>> START
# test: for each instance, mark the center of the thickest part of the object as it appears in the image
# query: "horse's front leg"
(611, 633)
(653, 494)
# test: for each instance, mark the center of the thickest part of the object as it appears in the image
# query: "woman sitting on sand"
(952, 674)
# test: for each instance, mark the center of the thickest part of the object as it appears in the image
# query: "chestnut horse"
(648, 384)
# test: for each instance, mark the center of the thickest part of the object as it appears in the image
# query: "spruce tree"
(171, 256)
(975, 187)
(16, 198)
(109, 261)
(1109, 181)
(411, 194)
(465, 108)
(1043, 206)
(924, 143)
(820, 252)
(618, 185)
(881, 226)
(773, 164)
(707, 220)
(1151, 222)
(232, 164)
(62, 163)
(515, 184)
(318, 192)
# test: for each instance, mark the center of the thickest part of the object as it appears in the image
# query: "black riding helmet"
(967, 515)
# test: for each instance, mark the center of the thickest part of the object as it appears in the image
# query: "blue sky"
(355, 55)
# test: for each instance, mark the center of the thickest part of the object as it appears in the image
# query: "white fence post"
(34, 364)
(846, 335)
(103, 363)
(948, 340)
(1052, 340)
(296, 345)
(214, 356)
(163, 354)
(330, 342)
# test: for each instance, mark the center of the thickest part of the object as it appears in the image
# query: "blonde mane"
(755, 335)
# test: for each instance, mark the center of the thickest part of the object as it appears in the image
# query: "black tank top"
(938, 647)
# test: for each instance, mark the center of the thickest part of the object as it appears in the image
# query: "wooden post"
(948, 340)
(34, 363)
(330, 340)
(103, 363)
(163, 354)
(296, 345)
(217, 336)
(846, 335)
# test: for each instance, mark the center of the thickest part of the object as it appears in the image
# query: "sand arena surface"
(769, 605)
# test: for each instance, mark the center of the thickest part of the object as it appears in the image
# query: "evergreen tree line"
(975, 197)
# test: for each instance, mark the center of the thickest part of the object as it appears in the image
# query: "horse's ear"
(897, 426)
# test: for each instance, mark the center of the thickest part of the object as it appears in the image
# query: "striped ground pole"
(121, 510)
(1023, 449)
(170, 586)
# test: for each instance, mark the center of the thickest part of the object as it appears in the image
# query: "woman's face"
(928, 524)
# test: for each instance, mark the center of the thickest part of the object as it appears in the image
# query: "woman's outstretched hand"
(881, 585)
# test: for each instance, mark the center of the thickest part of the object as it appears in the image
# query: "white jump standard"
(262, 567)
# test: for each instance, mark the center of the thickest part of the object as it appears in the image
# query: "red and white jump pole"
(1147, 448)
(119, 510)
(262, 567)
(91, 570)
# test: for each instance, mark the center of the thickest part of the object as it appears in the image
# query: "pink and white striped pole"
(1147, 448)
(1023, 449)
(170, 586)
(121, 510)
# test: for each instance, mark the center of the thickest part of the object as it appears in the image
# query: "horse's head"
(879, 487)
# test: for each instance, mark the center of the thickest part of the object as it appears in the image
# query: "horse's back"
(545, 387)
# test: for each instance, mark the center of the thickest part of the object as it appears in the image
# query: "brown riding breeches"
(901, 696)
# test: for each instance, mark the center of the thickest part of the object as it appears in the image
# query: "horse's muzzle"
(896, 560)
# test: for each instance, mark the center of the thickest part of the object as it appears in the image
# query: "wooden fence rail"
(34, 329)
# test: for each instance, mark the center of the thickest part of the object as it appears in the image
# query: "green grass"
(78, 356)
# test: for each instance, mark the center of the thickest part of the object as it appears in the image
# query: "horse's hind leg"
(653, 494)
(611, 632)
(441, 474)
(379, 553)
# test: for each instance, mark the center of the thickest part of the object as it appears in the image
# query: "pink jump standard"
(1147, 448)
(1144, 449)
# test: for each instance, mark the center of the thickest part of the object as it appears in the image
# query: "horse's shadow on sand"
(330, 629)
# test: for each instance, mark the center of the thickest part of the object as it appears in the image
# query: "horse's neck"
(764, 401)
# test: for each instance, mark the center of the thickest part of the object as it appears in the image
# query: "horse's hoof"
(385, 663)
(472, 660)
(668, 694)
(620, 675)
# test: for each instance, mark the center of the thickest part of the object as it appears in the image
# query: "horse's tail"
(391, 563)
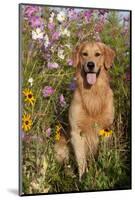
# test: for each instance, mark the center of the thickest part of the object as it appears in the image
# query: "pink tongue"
(91, 78)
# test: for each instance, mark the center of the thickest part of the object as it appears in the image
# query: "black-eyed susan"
(26, 122)
(57, 133)
(105, 133)
(29, 96)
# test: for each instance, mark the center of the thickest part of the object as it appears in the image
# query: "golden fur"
(92, 105)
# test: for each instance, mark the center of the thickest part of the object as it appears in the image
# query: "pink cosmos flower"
(51, 26)
(55, 35)
(52, 65)
(48, 132)
(31, 10)
(70, 62)
(62, 100)
(47, 91)
(36, 21)
(87, 15)
(72, 14)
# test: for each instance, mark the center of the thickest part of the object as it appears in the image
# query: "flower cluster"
(57, 132)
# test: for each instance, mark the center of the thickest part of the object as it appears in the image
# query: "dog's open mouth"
(91, 78)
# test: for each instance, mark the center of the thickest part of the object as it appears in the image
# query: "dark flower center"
(26, 122)
(29, 96)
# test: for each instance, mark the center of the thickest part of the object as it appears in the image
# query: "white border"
(9, 97)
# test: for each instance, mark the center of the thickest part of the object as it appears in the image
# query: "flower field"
(48, 37)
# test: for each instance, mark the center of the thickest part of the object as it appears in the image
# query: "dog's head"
(92, 58)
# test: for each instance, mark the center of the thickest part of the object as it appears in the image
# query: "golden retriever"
(92, 105)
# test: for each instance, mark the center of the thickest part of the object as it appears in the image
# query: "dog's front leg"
(78, 143)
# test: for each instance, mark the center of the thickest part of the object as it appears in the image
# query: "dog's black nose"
(90, 65)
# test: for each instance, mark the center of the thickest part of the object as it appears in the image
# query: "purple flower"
(126, 19)
(70, 62)
(87, 15)
(36, 21)
(103, 11)
(51, 26)
(62, 100)
(72, 14)
(55, 35)
(48, 132)
(31, 10)
(72, 85)
(47, 91)
(52, 65)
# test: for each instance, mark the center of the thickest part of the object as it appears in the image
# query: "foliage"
(48, 37)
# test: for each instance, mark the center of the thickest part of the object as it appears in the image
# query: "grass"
(40, 171)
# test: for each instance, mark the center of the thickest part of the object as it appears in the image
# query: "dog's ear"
(76, 56)
(109, 55)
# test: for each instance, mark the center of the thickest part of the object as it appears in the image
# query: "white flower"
(65, 32)
(37, 34)
(61, 16)
(30, 80)
(46, 41)
(60, 54)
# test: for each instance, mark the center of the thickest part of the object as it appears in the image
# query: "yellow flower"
(108, 133)
(105, 133)
(57, 133)
(29, 96)
(26, 122)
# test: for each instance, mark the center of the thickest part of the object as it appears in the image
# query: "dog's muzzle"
(91, 73)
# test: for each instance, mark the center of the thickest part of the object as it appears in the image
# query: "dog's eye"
(84, 54)
(97, 54)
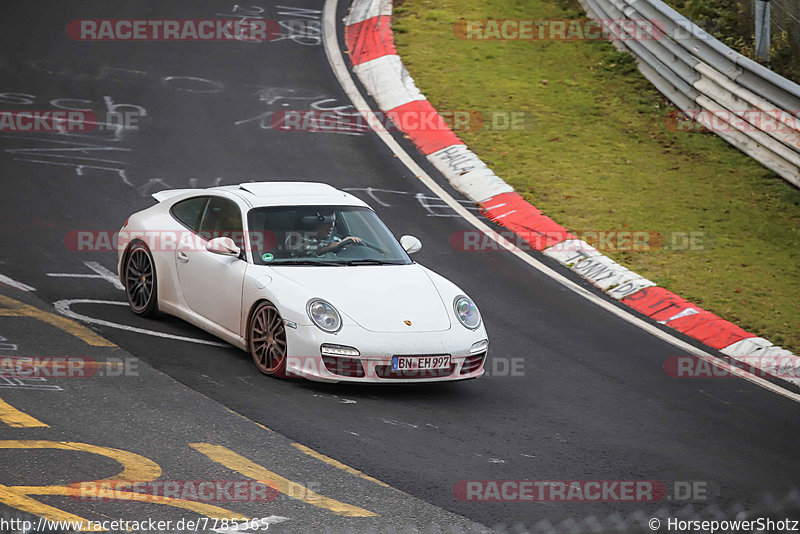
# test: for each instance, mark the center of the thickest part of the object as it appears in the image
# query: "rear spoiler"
(161, 196)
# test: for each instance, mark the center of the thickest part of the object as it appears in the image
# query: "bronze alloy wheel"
(267, 340)
(140, 281)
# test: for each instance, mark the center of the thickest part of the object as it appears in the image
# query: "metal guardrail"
(748, 105)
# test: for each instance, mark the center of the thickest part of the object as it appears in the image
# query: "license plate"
(414, 363)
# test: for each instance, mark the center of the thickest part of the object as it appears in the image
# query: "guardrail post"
(762, 30)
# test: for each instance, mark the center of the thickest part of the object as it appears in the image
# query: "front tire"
(267, 340)
(141, 286)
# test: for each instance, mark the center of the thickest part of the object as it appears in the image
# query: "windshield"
(321, 235)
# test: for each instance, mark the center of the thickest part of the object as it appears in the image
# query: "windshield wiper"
(306, 262)
(370, 261)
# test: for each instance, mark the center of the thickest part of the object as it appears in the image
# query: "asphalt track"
(589, 400)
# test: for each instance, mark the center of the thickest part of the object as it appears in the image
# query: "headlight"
(467, 312)
(324, 315)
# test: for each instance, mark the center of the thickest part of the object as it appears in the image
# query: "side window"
(222, 218)
(188, 212)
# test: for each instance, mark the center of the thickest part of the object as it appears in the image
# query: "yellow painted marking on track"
(337, 464)
(19, 500)
(15, 308)
(16, 418)
(240, 464)
(135, 467)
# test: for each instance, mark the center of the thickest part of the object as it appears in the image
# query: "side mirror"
(410, 244)
(223, 246)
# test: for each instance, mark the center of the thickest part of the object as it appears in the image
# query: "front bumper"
(377, 349)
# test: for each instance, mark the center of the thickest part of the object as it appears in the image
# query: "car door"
(211, 284)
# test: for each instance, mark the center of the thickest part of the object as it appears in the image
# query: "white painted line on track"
(100, 272)
(63, 307)
(13, 283)
(342, 73)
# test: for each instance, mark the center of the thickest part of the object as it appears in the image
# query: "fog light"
(338, 350)
(480, 346)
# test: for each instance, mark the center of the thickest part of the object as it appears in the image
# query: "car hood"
(380, 298)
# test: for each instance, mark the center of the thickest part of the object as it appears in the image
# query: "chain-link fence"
(733, 23)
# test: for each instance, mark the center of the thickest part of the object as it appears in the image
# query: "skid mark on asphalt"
(16, 418)
(63, 307)
(337, 464)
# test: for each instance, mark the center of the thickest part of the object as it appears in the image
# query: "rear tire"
(266, 340)
(141, 286)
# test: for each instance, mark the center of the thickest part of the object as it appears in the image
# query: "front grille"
(344, 366)
(386, 371)
(472, 363)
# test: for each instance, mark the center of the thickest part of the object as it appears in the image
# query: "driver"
(322, 240)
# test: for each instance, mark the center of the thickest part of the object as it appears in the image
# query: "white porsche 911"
(306, 278)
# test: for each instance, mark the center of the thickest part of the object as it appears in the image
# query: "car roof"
(258, 194)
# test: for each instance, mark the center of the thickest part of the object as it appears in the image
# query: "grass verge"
(596, 154)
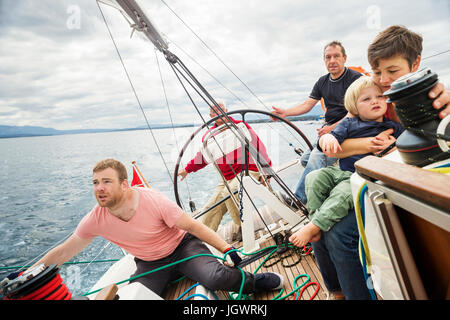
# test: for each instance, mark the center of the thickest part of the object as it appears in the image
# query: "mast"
(143, 24)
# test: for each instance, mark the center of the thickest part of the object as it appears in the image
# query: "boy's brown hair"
(394, 41)
(113, 164)
(335, 43)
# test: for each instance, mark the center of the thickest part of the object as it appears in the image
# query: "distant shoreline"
(27, 131)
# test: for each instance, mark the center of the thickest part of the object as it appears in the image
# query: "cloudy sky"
(59, 67)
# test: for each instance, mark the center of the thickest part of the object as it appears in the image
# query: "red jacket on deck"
(233, 159)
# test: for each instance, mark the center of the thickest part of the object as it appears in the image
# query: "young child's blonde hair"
(354, 91)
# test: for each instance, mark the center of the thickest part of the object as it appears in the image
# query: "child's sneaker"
(268, 281)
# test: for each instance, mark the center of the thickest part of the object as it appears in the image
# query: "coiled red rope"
(54, 289)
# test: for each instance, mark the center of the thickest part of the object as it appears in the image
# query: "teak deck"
(307, 265)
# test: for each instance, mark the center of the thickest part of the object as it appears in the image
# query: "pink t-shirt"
(149, 235)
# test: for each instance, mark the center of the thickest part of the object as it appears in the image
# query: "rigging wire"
(236, 96)
(134, 91)
(170, 113)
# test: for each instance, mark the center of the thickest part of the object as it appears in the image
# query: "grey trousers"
(206, 270)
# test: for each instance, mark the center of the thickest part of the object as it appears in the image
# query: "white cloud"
(64, 78)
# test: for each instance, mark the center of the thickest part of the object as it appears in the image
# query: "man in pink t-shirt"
(157, 232)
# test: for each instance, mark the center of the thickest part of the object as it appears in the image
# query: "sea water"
(47, 187)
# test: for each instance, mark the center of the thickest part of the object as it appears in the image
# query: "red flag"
(136, 179)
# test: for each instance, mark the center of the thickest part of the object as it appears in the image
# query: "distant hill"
(32, 131)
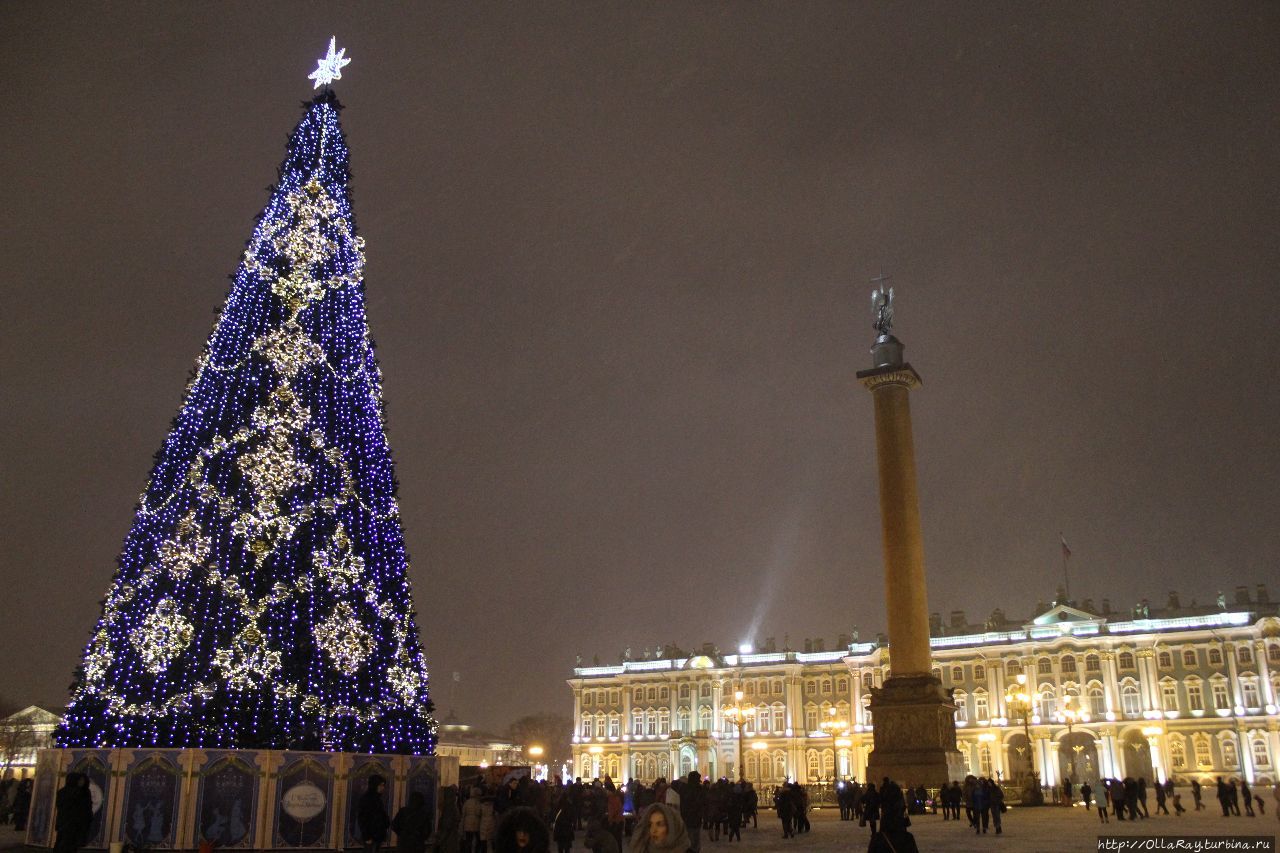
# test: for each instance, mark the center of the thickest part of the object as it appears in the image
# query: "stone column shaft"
(905, 597)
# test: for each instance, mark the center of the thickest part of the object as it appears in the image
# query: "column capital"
(903, 375)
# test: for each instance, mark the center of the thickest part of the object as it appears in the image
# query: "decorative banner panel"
(152, 785)
(424, 776)
(41, 816)
(227, 799)
(304, 801)
(95, 765)
(357, 783)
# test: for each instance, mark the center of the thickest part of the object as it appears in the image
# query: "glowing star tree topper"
(330, 65)
(263, 596)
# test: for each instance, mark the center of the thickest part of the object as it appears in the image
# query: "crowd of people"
(1127, 798)
(525, 816)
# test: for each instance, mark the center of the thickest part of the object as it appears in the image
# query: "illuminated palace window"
(1260, 753)
(1130, 701)
(1194, 696)
(1178, 752)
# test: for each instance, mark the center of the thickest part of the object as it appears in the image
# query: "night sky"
(618, 260)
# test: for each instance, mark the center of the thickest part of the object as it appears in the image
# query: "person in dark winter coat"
(74, 813)
(22, 804)
(598, 839)
(371, 815)
(521, 830)
(693, 808)
(659, 829)
(565, 826)
(448, 830)
(871, 806)
(412, 825)
(892, 835)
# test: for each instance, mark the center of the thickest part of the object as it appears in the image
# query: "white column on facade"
(1150, 680)
(1234, 678)
(858, 699)
(997, 692)
(1157, 757)
(999, 756)
(1246, 751)
(1111, 682)
(1047, 769)
(1260, 655)
(1106, 756)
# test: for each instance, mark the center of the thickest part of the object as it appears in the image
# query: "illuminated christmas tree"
(263, 597)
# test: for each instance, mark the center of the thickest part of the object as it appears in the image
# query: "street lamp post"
(1020, 701)
(535, 753)
(1069, 715)
(836, 728)
(736, 714)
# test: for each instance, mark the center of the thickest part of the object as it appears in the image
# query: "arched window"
(1261, 757)
(1130, 701)
(1194, 694)
(1249, 693)
(1169, 694)
(1203, 757)
(1220, 698)
(1046, 703)
(1178, 752)
(1230, 756)
(1097, 701)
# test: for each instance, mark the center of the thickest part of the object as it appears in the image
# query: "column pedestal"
(914, 733)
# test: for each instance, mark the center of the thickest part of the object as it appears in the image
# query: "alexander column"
(913, 715)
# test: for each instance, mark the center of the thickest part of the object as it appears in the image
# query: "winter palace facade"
(1077, 692)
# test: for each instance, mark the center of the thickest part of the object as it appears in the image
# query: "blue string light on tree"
(263, 596)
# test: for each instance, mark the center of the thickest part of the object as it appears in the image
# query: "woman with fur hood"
(521, 830)
(659, 829)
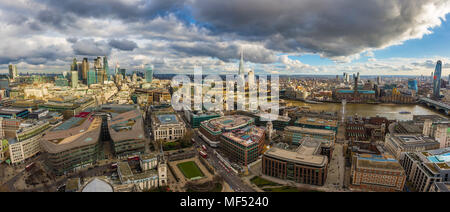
>> END
→ Task goal: Collect every line of the records that contains the word "horse". Uppercase and lowercase count as different.

→ Solution below:
# query: "horse's front leg"
# query: "chestnut horse"
# query: "horse's ear"
# query: "horse's head"
# query: "horse's back"
# query: "horse's muzzle"
# query: "horse's hind leg"
# query: "horse's shadow on sand"
# query: "horse's neck"
# query: "horse's hoof"
# query: "horse's tail"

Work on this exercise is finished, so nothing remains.